Fragmento de origen:
◇ ◇ ◇
2. Pero estas consideraciones explican sólo en parte el clima festivo y sugestivo de la Navidad. Como ya es sabido, para los creyentes el auténtico fundamento de la alegría de esta fiesta estriba en el hecho de que el Verbo eterno, imagen perfecta del Padre se ha hecho «carne«, niño frágil solidario con los hombres débiles y mortales. En Jesús, Dios mismo se ha acercado y permanece con nosotros, como don incomparable que es preciso acoger con humildad en nuestra vida.

En el nacimiento del Hijo de Dios del seno virginal de una humilde joven, María de Nazaret, los cristianos reconocen la infinita condescendencia del Altísimo hacia el hombre. Ese acontecimiento, junto con la muerte y resurrección de Cristo, constituye el culmen de la historia.
◇ ◇ ◇
(Datos almacenados)
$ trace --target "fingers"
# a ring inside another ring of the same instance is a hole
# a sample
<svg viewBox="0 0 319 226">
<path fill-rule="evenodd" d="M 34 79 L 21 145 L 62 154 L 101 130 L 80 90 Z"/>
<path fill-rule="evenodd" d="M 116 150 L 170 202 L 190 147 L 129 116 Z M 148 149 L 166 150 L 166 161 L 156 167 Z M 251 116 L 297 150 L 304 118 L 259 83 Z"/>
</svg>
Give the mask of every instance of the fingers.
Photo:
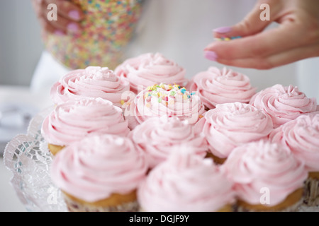
<svg viewBox="0 0 319 226">
<path fill-rule="evenodd" d="M 205 51 L 213 52 L 216 59 L 235 59 L 266 57 L 306 44 L 303 28 L 283 24 L 278 28 L 229 42 L 214 42 Z"/>
<path fill-rule="evenodd" d="M 57 35 L 77 33 L 81 30 L 81 20 L 84 14 L 81 8 L 67 0 L 33 0 L 33 6 L 43 29 Z M 56 6 L 57 20 L 49 20 L 48 13 Z"/>
<path fill-rule="evenodd" d="M 55 4 L 57 8 L 57 13 L 59 16 L 62 18 L 69 20 L 73 20 L 74 22 L 79 22 L 84 19 L 84 13 L 82 12 L 81 8 L 72 4 L 70 1 L 66 0 L 58 0 L 58 1 L 52 1 L 52 0 L 43 0 L 44 2 L 45 7 L 47 8 L 47 6 L 52 3 Z"/>
<path fill-rule="evenodd" d="M 218 61 L 229 66 L 264 70 L 315 56 L 319 56 L 319 44 L 307 45 L 289 49 L 269 56 L 266 58 L 220 59 Z"/>
<path fill-rule="evenodd" d="M 267 4 L 272 5 L 272 6 L 270 6 L 272 7 L 272 10 L 269 10 L 269 11 L 270 18 L 269 20 L 262 20 L 260 19 L 260 15 L 264 8 L 262 6 L 264 2 L 267 2 Z M 245 37 L 260 32 L 274 21 L 276 13 L 281 7 L 278 2 L 274 4 L 273 2 L 274 0 L 258 1 L 252 10 L 237 24 L 231 27 L 221 27 L 214 29 L 214 37 Z"/>
</svg>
◇ ◇ ◇
Resuma en dos oraciones el fragmento sobre la Navidad. Los ítems provienen de otra fuente.

Solución propuesta:
Para los creyentes, el verdadero fundamento de la alegría navideña es que el Verbo eterno, imagen perfecta del Padre, se ha hecho carne como niño frágil, de modo que en Jesús Dios se ha acercado y permanece con nosotros como un don que debe acogerse con humildad. En el nacimiento del Hijo de Dios de María de Nazaret, los cristianos reconocen la infinita condescendencia del Altísimo hacia el hombre, y ese acontecimiento, junto con la muerte y resurrección de Cristo, constituye el culmen de la historia.